3

I'm trying to use RegEx within Python to parse out a function definition and NOTHING else. I keep running into problems though. Is RegEx the right tool to be using here?

i.e.

def foo():
  print bar
-- Matches --

a = 2
def foo():
  print bar
-- Doesn't match as there's code above the def --

def foo():
  print bar
a = 2
-- Doesn't match as there's code below the def --

An example of a string I'm trying to parse is "def isPalindrome(x):\n return x == x[::-1]". But in reality that might contain lines above or below the def itself.

What RegEx expression would I have to use to achieve this?

eumiro
  • 207,213
  • 34
  • 299
  • 261
Strings
  • 133
  • 1
  • 2
  • 9

2 Answers2

9

No, regular expressions are not the right tool for this job. This is similar to people desperately trying to parse HTML with regular expressions. These languages are not regular. Thus you can't work around all quirks you will encounter.

● **DATA EXCERPTS**:
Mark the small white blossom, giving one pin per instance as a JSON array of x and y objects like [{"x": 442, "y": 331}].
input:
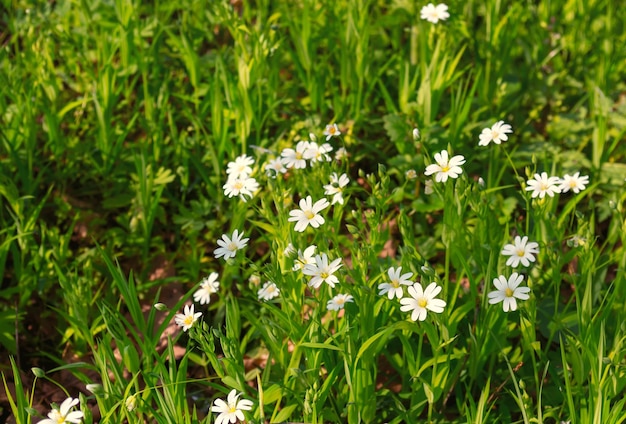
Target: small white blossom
[
  {"x": 445, "y": 167},
  {"x": 187, "y": 318},
  {"x": 339, "y": 301},
  {"x": 507, "y": 291},
  {"x": 541, "y": 185},
  {"x": 269, "y": 291},
  {"x": 240, "y": 167},
  {"x": 231, "y": 410},
  {"x": 308, "y": 214},
  {"x": 433, "y": 13},
  {"x": 229, "y": 246},
  {"x": 575, "y": 182},
  {"x": 208, "y": 286},
  {"x": 497, "y": 133},
  {"x": 331, "y": 131},
  {"x": 520, "y": 251},
  {"x": 322, "y": 271}
]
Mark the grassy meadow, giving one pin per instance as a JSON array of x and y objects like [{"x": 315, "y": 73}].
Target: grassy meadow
[{"x": 380, "y": 213}]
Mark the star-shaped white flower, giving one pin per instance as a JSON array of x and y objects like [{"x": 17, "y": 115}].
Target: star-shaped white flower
[
  {"x": 322, "y": 271},
  {"x": 507, "y": 291},
  {"x": 433, "y": 13},
  {"x": 229, "y": 246},
  {"x": 308, "y": 214},
  {"x": 231, "y": 410},
  {"x": 187, "y": 318},
  {"x": 575, "y": 182},
  {"x": 422, "y": 301},
  {"x": 497, "y": 133},
  {"x": 445, "y": 167},
  {"x": 541, "y": 185},
  {"x": 520, "y": 251},
  {"x": 208, "y": 286}
]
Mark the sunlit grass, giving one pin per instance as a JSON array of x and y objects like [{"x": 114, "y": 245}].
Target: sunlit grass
[{"x": 117, "y": 124}]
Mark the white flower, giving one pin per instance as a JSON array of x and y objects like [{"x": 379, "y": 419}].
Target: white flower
[
  {"x": 520, "y": 251},
  {"x": 341, "y": 154},
  {"x": 331, "y": 131},
  {"x": 445, "y": 168},
  {"x": 336, "y": 186},
  {"x": 308, "y": 214},
  {"x": 497, "y": 133},
  {"x": 208, "y": 286},
  {"x": 322, "y": 271},
  {"x": 542, "y": 184},
  {"x": 429, "y": 187},
  {"x": 433, "y": 13},
  {"x": 422, "y": 301},
  {"x": 231, "y": 410},
  {"x": 240, "y": 168},
  {"x": 275, "y": 166},
  {"x": 268, "y": 292},
  {"x": 305, "y": 258},
  {"x": 316, "y": 152},
  {"x": 295, "y": 158},
  {"x": 394, "y": 288},
  {"x": 575, "y": 182},
  {"x": 229, "y": 247},
  {"x": 187, "y": 318},
  {"x": 241, "y": 186},
  {"x": 507, "y": 291},
  {"x": 339, "y": 301},
  {"x": 63, "y": 414}
]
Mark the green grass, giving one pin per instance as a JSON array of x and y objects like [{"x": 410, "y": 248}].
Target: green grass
[{"x": 118, "y": 120}]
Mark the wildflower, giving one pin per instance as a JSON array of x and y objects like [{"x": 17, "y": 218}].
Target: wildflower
[
  {"x": 268, "y": 292},
  {"x": 339, "y": 301},
  {"x": 542, "y": 184},
  {"x": 316, "y": 152},
  {"x": 422, "y": 301},
  {"x": 445, "y": 168},
  {"x": 416, "y": 134},
  {"x": 62, "y": 415},
  {"x": 322, "y": 271},
  {"x": 241, "y": 186},
  {"x": 295, "y": 158},
  {"x": 497, "y": 133},
  {"x": 131, "y": 402},
  {"x": 394, "y": 287},
  {"x": 410, "y": 174},
  {"x": 336, "y": 186},
  {"x": 520, "y": 251},
  {"x": 308, "y": 214},
  {"x": 433, "y": 13},
  {"x": 240, "y": 168},
  {"x": 208, "y": 286},
  {"x": 276, "y": 166},
  {"x": 575, "y": 182},
  {"x": 229, "y": 246},
  {"x": 331, "y": 131},
  {"x": 429, "y": 187},
  {"x": 231, "y": 410},
  {"x": 305, "y": 258},
  {"x": 341, "y": 154},
  {"x": 507, "y": 291},
  {"x": 187, "y": 318}
]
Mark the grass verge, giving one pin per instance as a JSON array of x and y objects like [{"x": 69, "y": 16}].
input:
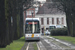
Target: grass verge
[
  {"x": 16, "y": 45},
  {"x": 66, "y": 38},
  {"x": 35, "y": 46}
]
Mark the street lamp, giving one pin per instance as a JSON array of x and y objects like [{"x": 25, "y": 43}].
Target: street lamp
[{"x": 32, "y": 13}]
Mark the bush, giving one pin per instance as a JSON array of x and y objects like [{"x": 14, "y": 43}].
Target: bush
[{"x": 59, "y": 32}]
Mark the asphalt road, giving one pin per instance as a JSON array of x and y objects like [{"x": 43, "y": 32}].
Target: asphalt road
[{"x": 48, "y": 43}]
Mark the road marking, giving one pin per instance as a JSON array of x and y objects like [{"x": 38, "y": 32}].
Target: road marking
[
  {"x": 38, "y": 47},
  {"x": 27, "y": 46}
]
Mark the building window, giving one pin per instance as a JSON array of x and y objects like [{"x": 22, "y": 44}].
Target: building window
[
  {"x": 47, "y": 20},
  {"x": 57, "y": 20},
  {"x": 52, "y": 20},
  {"x": 42, "y": 21},
  {"x": 62, "y": 20}
]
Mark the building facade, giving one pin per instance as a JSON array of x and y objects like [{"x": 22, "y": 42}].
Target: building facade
[{"x": 49, "y": 15}]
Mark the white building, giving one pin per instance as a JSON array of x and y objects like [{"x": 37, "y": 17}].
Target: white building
[{"x": 50, "y": 16}]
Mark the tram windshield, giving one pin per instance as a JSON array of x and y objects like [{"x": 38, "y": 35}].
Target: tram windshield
[{"x": 32, "y": 27}]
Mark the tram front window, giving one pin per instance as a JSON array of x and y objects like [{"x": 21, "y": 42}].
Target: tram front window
[{"x": 32, "y": 27}]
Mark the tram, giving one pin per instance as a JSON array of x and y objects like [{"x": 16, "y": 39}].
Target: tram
[{"x": 32, "y": 29}]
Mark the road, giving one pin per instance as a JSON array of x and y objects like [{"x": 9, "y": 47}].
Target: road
[{"x": 48, "y": 43}]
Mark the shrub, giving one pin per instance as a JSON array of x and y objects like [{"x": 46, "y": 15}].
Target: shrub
[{"x": 59, "y": 32}]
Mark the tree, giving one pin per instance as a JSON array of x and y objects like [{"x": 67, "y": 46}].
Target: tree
[
  {"x": 11, "y": 10},
  {"x": 69, "y": 9}
]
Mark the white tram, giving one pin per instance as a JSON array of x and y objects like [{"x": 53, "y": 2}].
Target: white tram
[{"x": 32, "y": 29}]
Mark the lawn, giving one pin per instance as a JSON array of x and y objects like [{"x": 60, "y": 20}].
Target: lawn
[
  {"x": 66, "y": 38},
  {"x": 16, "y": 45}
]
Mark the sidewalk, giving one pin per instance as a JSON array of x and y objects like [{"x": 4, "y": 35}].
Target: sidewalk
[{"x": 63, "y": 42}]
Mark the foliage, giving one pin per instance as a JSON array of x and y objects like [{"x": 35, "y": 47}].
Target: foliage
[
  {"x": 16, "y": 45},
  {"x": 59, "y": 32},
  {"x": 10, "y": 31}
]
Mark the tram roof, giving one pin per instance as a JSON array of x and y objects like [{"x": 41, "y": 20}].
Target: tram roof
[{"x": 32, "y": 19}]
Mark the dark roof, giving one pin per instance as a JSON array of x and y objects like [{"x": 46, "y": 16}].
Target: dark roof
[{"x": 50, "y": 8}]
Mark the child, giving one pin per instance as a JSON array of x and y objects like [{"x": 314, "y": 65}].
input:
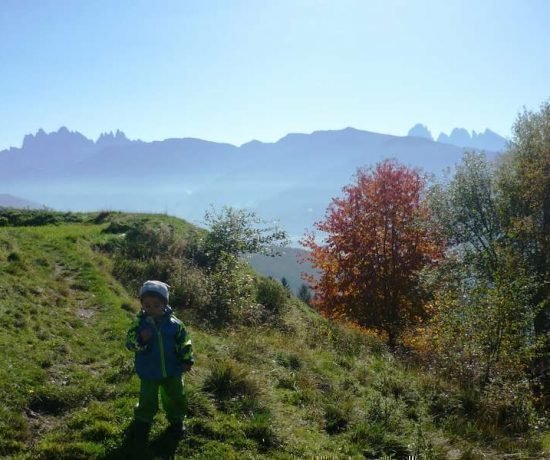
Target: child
[{"x": 163, "y": 353}]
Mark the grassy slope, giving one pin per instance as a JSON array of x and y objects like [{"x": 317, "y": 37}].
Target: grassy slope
[{"x": 303, "y": 388}]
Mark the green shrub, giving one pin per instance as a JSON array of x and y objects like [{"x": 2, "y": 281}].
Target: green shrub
[
  {"x": 271, "y": 295},
  {"x": 260, "y": 428},
  {"x": 228, "y": 380},
  {"x": 338, "y": 415}
]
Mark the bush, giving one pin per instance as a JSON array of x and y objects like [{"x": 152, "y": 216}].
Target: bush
[
  {"x": 227, "y": 380},
  {"x": 271, "y": 295}
]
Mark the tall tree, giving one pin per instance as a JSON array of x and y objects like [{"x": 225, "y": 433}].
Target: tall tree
[
  {"x": 378, "y": 238},
  {"x": 524, "y": 180}
]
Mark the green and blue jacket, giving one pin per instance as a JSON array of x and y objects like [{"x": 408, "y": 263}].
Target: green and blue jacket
[{"x": 168, "y": 351}]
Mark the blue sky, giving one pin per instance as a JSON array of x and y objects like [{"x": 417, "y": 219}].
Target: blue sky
[{"x": 236, "y": 70}]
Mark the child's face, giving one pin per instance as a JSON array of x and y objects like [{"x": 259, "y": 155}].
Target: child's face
[{"x": 152, "y": 306}]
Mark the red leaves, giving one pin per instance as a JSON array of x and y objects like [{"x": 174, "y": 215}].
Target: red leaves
[{"x": 377, "y": 239}]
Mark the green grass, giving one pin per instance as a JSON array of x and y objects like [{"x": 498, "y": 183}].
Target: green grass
[{"x": 300, "y": 387}]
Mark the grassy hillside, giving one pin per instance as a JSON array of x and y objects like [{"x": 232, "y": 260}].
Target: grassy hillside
[{"x": 295, "y": 387}]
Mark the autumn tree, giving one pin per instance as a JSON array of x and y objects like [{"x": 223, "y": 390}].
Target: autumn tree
[{"x": 378, "y": 238}]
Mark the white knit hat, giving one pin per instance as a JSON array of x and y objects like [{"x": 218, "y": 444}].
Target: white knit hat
[{"x": 156, "y": 287}]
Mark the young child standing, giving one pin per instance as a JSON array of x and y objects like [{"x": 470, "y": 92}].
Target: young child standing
[{"x": 163, "y": 352}]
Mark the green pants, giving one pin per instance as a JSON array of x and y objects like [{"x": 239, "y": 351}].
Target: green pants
[{"x": 172, "y": 396}]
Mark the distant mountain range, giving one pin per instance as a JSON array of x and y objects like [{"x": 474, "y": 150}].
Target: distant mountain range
[
  {"x": 488, "y": 140},
  {"x": 291, "y": 180}
]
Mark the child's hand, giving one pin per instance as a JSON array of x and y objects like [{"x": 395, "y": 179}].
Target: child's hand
[{"x": 145, "y": 335}]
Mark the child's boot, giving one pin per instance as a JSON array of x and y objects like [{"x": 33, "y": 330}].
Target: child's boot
[{"x": 140, "y": 432}]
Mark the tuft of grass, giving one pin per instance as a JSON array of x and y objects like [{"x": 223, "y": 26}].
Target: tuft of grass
[{"x": 229, "y": 380}]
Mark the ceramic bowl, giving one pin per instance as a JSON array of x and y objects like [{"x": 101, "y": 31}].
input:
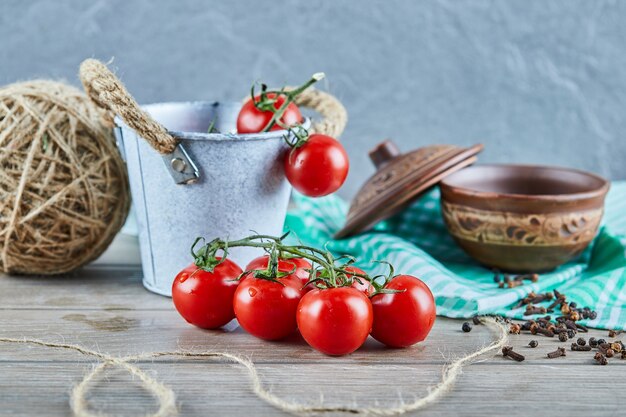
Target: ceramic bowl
[{"x": 522, "y": 218}]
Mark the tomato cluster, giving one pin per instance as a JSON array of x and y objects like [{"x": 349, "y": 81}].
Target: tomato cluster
[
  {"x": 317, "y": 164},
  {"x": 274, "y": 298}
]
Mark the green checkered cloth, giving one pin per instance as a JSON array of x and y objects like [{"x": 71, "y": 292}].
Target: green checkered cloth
[{"x": 416, "y": 242}]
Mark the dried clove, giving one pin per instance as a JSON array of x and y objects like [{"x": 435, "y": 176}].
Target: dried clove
[
  {"x": 528, "y": 277},
  {"x": 515, "y": 328},
  {"x": 535, "y": 329},
  {"x": 508, "y": 351},
  {"x": 614, "y": 333},
  {"x": 600, "y": 358},
  {"x": 557, "y": 353},
  {"x": 531, "y": 310},
  {"x": 580, "y": 348}
]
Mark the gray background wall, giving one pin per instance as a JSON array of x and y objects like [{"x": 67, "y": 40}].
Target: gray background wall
[{"x": 535, "y": 81}]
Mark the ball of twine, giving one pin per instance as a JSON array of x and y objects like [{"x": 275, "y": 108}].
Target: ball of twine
[{"x": 63, "y": 183}]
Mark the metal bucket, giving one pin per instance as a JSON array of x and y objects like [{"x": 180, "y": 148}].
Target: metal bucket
[{"x": 213, "y": 185}]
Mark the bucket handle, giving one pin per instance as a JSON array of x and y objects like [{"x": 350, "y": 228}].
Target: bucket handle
[{"x": 108, "y": 92}]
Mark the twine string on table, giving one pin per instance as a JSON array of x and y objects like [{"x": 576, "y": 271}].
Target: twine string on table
[{"x": 167, "y": 398}]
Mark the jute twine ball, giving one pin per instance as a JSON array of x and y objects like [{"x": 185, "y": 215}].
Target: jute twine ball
[{"x": 63, "y": 185}]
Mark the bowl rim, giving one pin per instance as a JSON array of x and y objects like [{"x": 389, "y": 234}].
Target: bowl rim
[{"x": 584, "y": 195}]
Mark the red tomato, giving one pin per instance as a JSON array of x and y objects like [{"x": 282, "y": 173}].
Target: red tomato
[
  {"x": 335, "y": 321},
  {"x": 205, "y": 299},
  {"x": 404, "y": 318},
  {"x": 364, "y": 286},
  {"x": 267, "y": 309},
  {"x": 317, "y": 168},
  {"x": 284, "y": 265},
  {"x": 253, "y": 120}
]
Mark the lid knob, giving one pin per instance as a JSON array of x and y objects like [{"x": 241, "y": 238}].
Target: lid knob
[{"x": 383, "y": 153}]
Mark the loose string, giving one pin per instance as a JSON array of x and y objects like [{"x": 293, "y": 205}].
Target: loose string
[{"x": 167, "y": 398}]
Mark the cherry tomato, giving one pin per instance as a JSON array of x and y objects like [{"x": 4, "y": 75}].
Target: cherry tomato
[
  {"x": 319, "y": 167},
  {"x": 404, "y": 318},
  {"x": 335, "y": 321},
  {"x": 205, "y": 299},
  {"x": 284, "y": 265},
  {"x": 364, "y": 286},
  {"x": 253, "y": 120},
  {"x": 267, "y": 309}
]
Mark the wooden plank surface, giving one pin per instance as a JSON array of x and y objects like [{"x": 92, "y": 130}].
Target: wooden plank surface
[{"x": 104, "y": 307}]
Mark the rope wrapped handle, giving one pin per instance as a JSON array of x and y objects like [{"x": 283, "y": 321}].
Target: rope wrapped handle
[{"x": 108, "y": 92}]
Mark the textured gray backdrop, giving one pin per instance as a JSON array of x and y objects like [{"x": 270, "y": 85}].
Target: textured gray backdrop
[{"x": 535, "y": 81}]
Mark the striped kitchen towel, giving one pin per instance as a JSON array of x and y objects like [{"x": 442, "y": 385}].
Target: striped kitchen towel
[{"x": 416, "y": 242}]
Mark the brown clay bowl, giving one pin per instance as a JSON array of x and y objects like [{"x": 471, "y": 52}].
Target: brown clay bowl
[{"x": 523, "y": 218}]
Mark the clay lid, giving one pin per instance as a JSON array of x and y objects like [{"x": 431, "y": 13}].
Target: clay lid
[{"x": 400, "y": 179}]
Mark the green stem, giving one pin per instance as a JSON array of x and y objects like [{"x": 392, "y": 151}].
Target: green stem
[{"x": 290, "y": 97}]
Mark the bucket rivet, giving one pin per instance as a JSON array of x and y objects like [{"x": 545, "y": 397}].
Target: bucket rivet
[{"x": 178, "y": 164}]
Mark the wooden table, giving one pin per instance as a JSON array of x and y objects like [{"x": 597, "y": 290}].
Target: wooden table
[{"x": 105, "y": 307}]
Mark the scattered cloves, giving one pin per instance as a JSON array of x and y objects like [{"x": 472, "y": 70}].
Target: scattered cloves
[
  {"x": 580, "y": 348},
  {"x": 531, "y": 310},
  {"x": 600, "y": 358},
  {"x": 557, "y": 353}
]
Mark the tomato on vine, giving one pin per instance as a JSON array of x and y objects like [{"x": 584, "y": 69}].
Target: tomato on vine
[
  {"x": 404, "y": 317},
  {"x": 300, "y": 267},
  {"x": 335, "y": 321},
  {"x": 318, "y": 167},
  {"x": 253, "y": 120},
  {"x": 205, "y": 298},
  {"x": 266, "y": 301},
  {"x": 360, "y": 284}
]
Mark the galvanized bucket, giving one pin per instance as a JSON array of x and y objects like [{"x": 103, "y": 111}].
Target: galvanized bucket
[
  {"x": 240, "y": 187},
  {"x": 186, "y": 183}
]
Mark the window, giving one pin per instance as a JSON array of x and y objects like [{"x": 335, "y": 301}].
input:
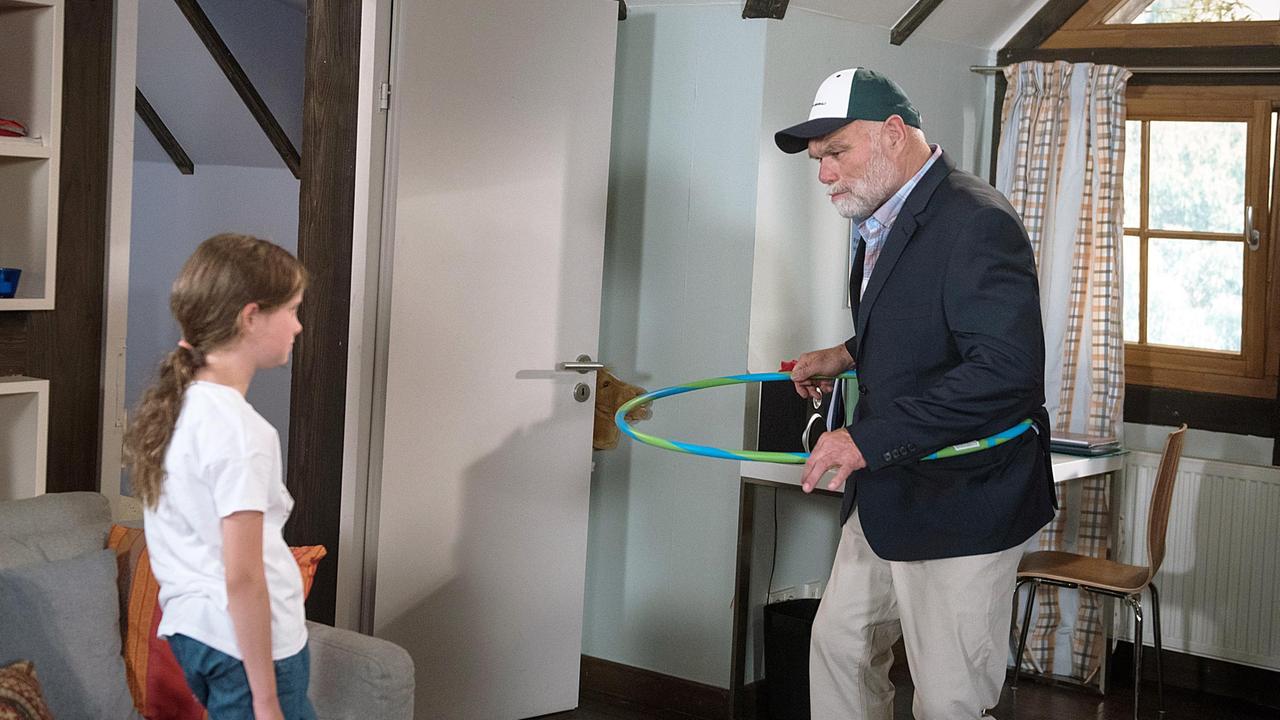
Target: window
[
  {"x": 1161, "y": 12},
  {"x": 1170, "y": 23},
  {"x": 1198, "y": 185}
]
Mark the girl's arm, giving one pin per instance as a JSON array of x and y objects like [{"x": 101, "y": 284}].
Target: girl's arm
[{"x": 250, "y": 606}]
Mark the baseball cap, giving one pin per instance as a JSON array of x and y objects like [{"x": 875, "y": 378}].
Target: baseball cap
[{"x": 855, "y": 94}]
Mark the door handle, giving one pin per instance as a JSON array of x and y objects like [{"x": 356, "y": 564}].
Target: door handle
[{"x": 583, "y": 365}]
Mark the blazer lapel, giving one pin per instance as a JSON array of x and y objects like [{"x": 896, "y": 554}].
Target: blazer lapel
[
  {"x": 904, "y": 227},
  {"x": 855, "y": 285}
]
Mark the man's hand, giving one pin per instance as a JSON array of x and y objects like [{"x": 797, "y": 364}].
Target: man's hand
[
  {"x": 833, "y": 450},
  {"x": 828, "y": 363}
]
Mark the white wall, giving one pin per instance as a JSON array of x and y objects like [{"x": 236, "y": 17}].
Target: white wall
[
  {"x": 676, "y": 296},
  {"x": 173, "y": 214}
]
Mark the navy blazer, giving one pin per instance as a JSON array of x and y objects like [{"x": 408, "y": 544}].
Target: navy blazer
[{"x": 949, "y": 349}]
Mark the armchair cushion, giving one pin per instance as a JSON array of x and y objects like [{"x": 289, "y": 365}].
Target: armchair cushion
[
  {"x": 19, "y": 693},
  {"x": 63, "y": 616}
]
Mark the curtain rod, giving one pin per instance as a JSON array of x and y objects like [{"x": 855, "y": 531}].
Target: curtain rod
[{"x": 996, "y": 69}]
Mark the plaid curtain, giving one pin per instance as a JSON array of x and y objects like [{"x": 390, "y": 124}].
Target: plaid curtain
[{"x": 1061, "y": 165}]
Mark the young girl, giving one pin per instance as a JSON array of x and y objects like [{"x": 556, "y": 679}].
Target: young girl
[{"x": 208, "y": 470}]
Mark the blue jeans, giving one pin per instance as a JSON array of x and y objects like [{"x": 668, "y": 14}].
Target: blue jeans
[{"x": 219, "y": 682}]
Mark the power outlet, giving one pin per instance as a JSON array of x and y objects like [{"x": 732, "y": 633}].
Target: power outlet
[{"x": 784, "y": 595}]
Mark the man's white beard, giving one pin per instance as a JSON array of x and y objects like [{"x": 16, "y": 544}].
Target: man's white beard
[{"x": 867, "y": 192}]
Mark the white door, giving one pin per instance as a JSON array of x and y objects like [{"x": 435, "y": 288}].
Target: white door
[{"x": 499, "y": 147}]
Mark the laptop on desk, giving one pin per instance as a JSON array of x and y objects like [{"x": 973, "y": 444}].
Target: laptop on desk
[{"x": 1082, "y": 443}]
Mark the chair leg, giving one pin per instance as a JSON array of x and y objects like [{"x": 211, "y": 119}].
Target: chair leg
[
  {"x": 1022, "y": 636},
  {"x": 1160, "y": 675},
  {"x": 1136, "y": 601}
]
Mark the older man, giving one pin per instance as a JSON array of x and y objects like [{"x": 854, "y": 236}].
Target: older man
[{"x": 949, "y": 349}]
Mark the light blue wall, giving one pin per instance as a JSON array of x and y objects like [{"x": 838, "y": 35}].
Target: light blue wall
[
  {"x": 173, "y": 214},
  {"x": 677, "y": 277}
]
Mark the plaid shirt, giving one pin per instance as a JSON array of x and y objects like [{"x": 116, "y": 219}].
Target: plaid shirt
[{"x": 874, "y": 228}]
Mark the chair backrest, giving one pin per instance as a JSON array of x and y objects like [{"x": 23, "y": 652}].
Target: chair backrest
[{"x": 1161, "y": 497}]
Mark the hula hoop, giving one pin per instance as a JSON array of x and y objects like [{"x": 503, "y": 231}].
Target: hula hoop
[{"x": 771, "y": 456}]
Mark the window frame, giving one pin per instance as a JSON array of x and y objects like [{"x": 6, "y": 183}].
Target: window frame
[{"x": 1252, "y": 372}]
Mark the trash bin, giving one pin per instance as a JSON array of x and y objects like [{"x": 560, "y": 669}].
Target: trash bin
[{"x": 786, "y": 657}]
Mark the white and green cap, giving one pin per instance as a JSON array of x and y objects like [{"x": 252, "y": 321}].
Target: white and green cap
[{"x": 856, "y": 94}]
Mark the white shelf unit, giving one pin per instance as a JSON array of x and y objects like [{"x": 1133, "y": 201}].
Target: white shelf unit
[
  {"x": 23, "y": 436},
  {"x": 31, "y": 92}
]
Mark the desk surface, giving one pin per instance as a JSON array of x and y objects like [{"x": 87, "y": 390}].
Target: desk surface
[{"x": 1065, "y": 468}]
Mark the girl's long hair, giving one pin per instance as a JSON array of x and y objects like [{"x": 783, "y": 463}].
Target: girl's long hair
[{"x": 224, "y": 274}]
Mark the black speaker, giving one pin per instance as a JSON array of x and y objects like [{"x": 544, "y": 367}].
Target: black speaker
[{"x": 786, "y": 418}]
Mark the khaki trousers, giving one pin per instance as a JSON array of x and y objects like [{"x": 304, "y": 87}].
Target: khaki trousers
[{"x": 952, "y": 614}]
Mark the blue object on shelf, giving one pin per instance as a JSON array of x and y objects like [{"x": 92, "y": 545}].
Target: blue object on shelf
[{"x": 9, "y": 281}]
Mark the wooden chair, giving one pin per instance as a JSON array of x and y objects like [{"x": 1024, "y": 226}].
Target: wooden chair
[{"x": 1111, "y": 578}]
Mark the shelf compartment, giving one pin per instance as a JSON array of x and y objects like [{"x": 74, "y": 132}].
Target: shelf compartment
[
  {"x": 31, "y": 54},
  {"x": 23, "y": 436},
  {"x": 28, "y": 219}
]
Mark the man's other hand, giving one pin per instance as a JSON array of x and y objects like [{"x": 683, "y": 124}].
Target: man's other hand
[
  {"x": 833, "y": 450},
  {"x": 826, "y": 363}
]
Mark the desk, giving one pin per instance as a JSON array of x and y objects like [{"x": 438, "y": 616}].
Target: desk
[{"x": 787, "y": 477}]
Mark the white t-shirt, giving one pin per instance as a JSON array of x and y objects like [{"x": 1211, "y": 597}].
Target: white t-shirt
[{"x": 223, "y": 458}]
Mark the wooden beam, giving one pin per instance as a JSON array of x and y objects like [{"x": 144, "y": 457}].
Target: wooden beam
[
  {"x": 161, "y": 133},
  {"x": 1043, "y": 24},
  {"x": 327, "y": 205},
  {"x": 772, "y": 9},
  {"x": 912, "y": 19},
  {"x": 240, "y": 81}
]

● **INSTRUCTION A**: How would you render this sentence from the regex thread in Spanish: "No, regular expressions are not the right tool for this job."
● **INSTRUCTION B**: In the regex thread, what does the reply compare the attempt to?
● **INSTRUCTION C**: Which distinct lines of code appear in the three short example snippets of the regex thread, leaving out the "--" labels?
You won't need the records for any of this.

● **COMPLETE ANSWER A**: No, las expresiones regulares no son la herramienta adecuada para este trabajo.

● **COMPLETE ANSWER B**: It compares it to people desperately trying to parse HTML with regular expressions.

● **COMPLETE ANSWER C**:
def foo():
print bar
a = 2